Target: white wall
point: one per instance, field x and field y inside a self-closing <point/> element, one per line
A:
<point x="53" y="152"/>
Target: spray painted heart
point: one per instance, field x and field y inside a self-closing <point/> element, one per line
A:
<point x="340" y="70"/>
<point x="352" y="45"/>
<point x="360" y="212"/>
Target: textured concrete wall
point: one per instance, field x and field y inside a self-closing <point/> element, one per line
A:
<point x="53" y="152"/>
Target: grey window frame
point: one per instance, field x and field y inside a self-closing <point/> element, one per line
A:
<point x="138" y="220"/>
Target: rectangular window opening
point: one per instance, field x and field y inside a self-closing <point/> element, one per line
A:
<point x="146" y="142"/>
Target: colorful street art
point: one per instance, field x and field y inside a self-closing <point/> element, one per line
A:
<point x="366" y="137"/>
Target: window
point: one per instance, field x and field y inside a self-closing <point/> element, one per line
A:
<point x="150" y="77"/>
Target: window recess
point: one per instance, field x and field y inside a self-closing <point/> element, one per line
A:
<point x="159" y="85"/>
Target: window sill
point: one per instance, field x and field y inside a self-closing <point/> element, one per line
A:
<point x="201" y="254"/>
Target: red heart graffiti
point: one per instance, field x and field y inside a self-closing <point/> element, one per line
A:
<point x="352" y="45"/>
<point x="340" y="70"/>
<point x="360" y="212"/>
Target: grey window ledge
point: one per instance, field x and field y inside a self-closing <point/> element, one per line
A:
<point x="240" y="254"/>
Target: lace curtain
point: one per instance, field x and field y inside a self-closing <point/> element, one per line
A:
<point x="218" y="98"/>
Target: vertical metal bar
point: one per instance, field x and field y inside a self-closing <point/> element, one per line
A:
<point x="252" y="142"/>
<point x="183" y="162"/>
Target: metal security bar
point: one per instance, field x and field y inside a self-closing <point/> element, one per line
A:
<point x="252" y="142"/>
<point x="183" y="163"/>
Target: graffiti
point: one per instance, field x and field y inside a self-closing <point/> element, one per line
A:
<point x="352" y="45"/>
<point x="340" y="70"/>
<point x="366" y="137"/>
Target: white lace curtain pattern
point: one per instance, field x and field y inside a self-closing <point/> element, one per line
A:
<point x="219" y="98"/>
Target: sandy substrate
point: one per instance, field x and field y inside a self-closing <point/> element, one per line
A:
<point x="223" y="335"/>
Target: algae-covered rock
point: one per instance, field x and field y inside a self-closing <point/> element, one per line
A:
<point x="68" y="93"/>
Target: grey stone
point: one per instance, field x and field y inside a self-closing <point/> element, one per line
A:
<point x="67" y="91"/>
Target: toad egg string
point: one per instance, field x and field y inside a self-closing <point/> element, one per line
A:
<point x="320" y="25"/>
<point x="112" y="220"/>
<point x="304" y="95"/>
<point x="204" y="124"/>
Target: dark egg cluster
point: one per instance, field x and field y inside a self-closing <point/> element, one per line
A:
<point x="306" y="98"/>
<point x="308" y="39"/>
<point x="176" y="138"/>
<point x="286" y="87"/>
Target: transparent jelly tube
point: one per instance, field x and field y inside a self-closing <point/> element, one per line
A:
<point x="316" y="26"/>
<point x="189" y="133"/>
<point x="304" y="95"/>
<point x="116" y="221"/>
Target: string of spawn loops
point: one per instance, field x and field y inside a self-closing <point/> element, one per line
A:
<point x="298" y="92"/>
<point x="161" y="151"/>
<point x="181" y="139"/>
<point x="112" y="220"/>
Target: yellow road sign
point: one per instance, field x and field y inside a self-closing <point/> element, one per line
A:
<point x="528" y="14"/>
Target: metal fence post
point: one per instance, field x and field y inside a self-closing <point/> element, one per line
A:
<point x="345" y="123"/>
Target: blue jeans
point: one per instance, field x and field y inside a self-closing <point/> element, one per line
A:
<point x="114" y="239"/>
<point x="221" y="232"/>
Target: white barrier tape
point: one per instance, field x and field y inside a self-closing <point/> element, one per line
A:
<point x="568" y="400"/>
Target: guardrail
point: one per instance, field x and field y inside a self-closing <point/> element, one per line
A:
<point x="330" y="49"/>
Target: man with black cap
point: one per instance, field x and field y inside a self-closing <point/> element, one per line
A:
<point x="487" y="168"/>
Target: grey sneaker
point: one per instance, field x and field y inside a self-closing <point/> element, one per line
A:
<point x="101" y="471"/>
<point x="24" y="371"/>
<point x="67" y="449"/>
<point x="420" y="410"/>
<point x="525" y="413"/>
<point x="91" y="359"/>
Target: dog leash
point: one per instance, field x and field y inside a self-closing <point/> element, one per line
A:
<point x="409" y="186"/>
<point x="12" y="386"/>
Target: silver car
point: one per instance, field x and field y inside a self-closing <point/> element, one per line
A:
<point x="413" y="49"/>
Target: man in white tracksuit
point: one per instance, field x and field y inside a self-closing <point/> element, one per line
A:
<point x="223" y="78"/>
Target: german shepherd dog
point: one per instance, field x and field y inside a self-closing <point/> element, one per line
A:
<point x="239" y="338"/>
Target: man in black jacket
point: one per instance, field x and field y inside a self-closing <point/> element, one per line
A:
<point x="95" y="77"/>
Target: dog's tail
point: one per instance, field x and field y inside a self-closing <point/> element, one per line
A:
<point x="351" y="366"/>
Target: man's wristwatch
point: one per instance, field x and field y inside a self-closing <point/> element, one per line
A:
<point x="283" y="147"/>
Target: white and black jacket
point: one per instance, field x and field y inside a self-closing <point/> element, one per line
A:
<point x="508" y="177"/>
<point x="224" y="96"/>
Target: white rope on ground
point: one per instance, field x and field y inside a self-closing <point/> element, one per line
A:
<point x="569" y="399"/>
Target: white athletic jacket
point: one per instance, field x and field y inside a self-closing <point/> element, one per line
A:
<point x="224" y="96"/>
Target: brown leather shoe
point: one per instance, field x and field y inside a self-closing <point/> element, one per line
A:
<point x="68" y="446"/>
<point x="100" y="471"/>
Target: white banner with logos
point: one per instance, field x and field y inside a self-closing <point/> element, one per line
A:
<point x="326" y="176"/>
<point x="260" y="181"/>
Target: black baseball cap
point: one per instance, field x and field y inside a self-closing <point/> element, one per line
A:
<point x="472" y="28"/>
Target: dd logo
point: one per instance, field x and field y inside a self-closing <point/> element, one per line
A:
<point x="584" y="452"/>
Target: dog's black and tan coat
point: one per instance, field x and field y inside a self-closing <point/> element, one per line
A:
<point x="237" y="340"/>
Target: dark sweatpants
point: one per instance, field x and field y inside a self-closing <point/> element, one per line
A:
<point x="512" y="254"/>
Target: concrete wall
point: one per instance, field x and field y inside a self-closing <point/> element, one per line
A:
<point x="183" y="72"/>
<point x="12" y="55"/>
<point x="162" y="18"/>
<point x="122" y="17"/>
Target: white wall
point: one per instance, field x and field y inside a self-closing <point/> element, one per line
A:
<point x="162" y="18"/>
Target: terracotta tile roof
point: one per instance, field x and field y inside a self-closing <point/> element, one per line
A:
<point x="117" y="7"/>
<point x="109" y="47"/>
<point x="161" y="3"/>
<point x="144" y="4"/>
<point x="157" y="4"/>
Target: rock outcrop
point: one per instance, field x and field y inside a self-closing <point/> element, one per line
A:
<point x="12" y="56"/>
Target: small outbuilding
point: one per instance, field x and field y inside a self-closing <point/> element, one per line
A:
◇ ◇ ◇ ◇ ◇
What you should do
Set down the material above again, word for word.

Expected answer
Target: white wall
point: one per instance, field x and field y inside a self-closing <point/> element, one per line
A:
<point x="53" y="152"/>
Target: spray painted heart
point: one per instance, field x and field y inside a self-closing <point/> element, one per line
A:
<point x="340" y="70"/>
<point x="352" y="45"/>
<point x="360" y="212"/>
Target: textured concrete wall
point: one per instance, field x and field y inside a self-closing <point/> element, one per line
A:
<point x="53" y="152"/>
Target: grey window frame
point: one per instance, field x and field y inside a self-closing <point/> element, one per line
A:
<point x="138" y="220"/>
Target: rectangular window opening
point: one per instance, field x and field y inside a self-closing <point/> element, one per line
A:
<point x="146" y="142"/>
Target: colorful street art
point: one per instance, field x and field y inside a self-closing <point/> element, one per line
A:
<point x="366" y="137"/>
Target: window
point: one per instance, field x and field y inside a self-closing <point/> element, one per line
A:
<point x="150" y="77"/>
Target: window recess
point: one per instance, field x and field y inside a self-closing <point/> element, one per line
A:
<point x="159" y="85"/>
Target: window sill
point: one per instance, field x and field y inside a self-closing <point/> element, one per line
A:
<point x="201" y="254"/>
Target: red heart graffiti
point: one per instance, field x and field y inside a self-closing <point/> element, one per line
A:
<point x="352" y="45"/>
<point x="340" y="70"/>
<point x="360" y="212"/>
Target: grey window ledge
point: one per instance, field x and field y inside a self-closing <point/> element, one per line
A:
<point x="240" y="254"/>
Target: lace curtain
point: one per instance, field x and field y inside a self-closing <point/> element, one per line
A:
<point x="218" y="98"/>
Target: vertical metal bar
point: one per instance, field x and field y inside a self-closing <point/> element, one per line
A:
<point x="252" y="142"/>
<point x="183" y="162"/>
Target: metal security bar
point: one per instance, field x and field y inside a self-closing <point/> element, one per line
A:
<point x="252" y="142"/>
<point x="183" y="163"/>
Target: graffiti
point: one per instance, field x and field y inside a self-closing <point/> element, one per line
A:
<point x="352" y="45"/>
<point x="340" y="70"/>
<point x="366" y="137"/>
Target: white lace curtain pattern
point: one per instance, field x and field y inside a self-closing <point/> element, one per line
A:
<point x="219" y="98"/>
Target: sandy substrate
point: one per instance, field x and field y inside a self-closing <point/> element, one per line
A:
<point x="223" y="335"/>
Target: algae-covered rock
point: one per instance, field x and field y inside a self-closing <point/> element, one per line
A:
<point x="68" y="93"/>
Target: grey stone
point: one per instance, field x and field y inside a self-closing <point/> element, one per line
A:
<point x="67" y="91"/>
Target: toad egg string
point: one per instance, field x and field y inside a self-closing <point/> element, one per line
A:
<point x="320" y="25"/>
<point x="112" y="220"/>
<point x="304" y="95"/>
<point x="204" y="124"/>
Target: dark egg cluster
point: one per instance, field x and field y inside a self-closing <point/> element, one per line
A:
<point x="306" y="98"/>
<point x="308" y="39"/>
<point x="176" y="138"/>
<point x="286" y="87"/>
Target: transparent jelly tube
point: one per instance, field x and field y inside a self-closing <point/> element, one per line
A:
<point x="316" y="26"/>
<point x="189" y="133"/>
<point x="304" y="95"/>
<point x="116" y="221"/>
Target: string of spawn loops
point: one per instance, field x and field y inside a self-closing <point/> element, one per line
A:
<point x="298" y="92"/>
<point x="161" y="151"/>
<point x="181" y="139"/>
<point x="112" y="220"/>
Target: yellow road sign
point: one per instance, field x and field y inside a self-closing <point/> element, one per line
A:
<point x="528" y="14"/>
Target: metal fence post
point: one per instance, field x and field y inside a self-closing <point/> element, one per line
A:
<point x="345" y="123"/>
Target: blue jeans
point: one per instance, field x and field y inside a self-closing <point/> element, one per line
A:
<point x="114" y="239"/>
<point x="221" y="232"/>
Target: white barrier tape
point: one per instance, field x and field y inside a self-closing <point/> element, one per line
A:
<point x="568" y="400"/>
Target: guardrail
point: one per instance, field x and field y inside a self-closing <point/> element, one per line
A:
<point x="330" y="49"/>
Target: man with black cap
point: one per instance, field x and field y inside a self-closing <point/> element, one per line
A:
<point x="487" y="168"/>
Target: grey sneaker
point: one per instance, field x and field y inside a self-closing <point/> element, one per line
A:
<point x="101" y="471"/>
<point x="24" y="371"/>
<point x="67" y="449"/>
<point x="420" y="410"/>
<point x="525" y="413"/>
<point x="91" y="359"/>
Target: dog leash
point: one per instance, field x and field y inside a self-closing <point/> element, one per line
A:
<point x="409" y="186"/>
<point x="12" y="386"/>
Target: silver car
point: one per instance, field x and field y inside a self-closing <point/> element, one per line
A:
<point x="413" y="49"/>
Target: man in white tracksuit
point: one per instance, field x and field y inside a self-closing <point/> element, one per line
A:
<point x="223" y="78"/>
Target: german shepherd dog
point: one per instance, field x and field y inside a self-closing <point/> element, one per line
A:
<point x="239" y="338"/>
Target: man in black jacket
point: one per instance, field x and field y inside a self-closing <point/> element, one per line
A:
<point x="95" y="77"/>
Target: dog's tail
point: one per instance, field x and field y inside a self-closing <point/> element, one per line
A:
<point x="351" y="366"/>
Target: man's wristwatch
point: one per instance, field x and field y inside a self-closing <point/> element, one per line
A:
<point x="283" y="147"/>
Target: white and black jacket
point: one per instance, field x and field y inside a self-closing <point/> element, one per line
A:
<point x="508" y="177"/>
<point x="224" y="96"/>
Target: white rope on ground
point: one per instance, field x and field y inside a self-closing <point/> element, one per line
A:
<point x="569" y="399"/>
Target: white athletic jacket
point: one per instance, field x and field y inside a self-closing <point/> element, one per line
A:
<point x="224" y="96"/>
Target: brown leather shoe
point: one per instance, field x and field y inside a self-closing <point/> element, one per line
A:
<point x="68" y="446"/>
<point x="100" y="471"/>
Target: white banner with logos
point: one per instance, field x and field y inside a self-closing <point/> element, one per line
A:
<point x="326" y="176"/>
<point x="260" y="181"/>
Target: black baseball cap
point: one per instance, field x and field y inside a self-closing <point/> element, one per line
A:
<point x="472" y="28"/>
Target: dd logo
point: one per instance, field x and field y inside a self-closing <point/> element, one per line
A:
<point x="584" y="452"/>
Target: dog's black and tan coat
point: one per instance, field x and field y inside a self-closing <point/> element, one per line
A:
<point x="237" y="340"/>
Target: dark sweatpants
point: one per instance, field x and field y inside a self-closing <point/> element, one per line
A:
<point x="512" y="254"/>
Target: concrete wall
point: one per instance, field x and field y inside a self-closing <point/> element, one per line
A:
<point x="183" y="72"/>
<point x="12" y="55"/>
<point x="162" y="18"/>
<point x="122" y="17"/>
Target: white wall
point: one per instance, field x and field y inside a self-closing <point/> element, one per line
A:
<point x="162" y="18"/>
Target: terracotta tile roof
point: one per instance, field x and field y inside a self-closing <point/> element, one per line
A:
<point x="117" y="7"/>
<point x="109" y="47"/>
<point x="161" y="3"/>
<point x="144" y="4"/>
<point x="157" y="4"/>
Target: rock outcrop
point: one per instance, field x and field y inside a self-closing <point/> element, one per line
A:
<point x="12" y="56"/>
Target: small outbuilding
point: one per instance, field x and field y inside a self-closing <point/> element, one per line
A:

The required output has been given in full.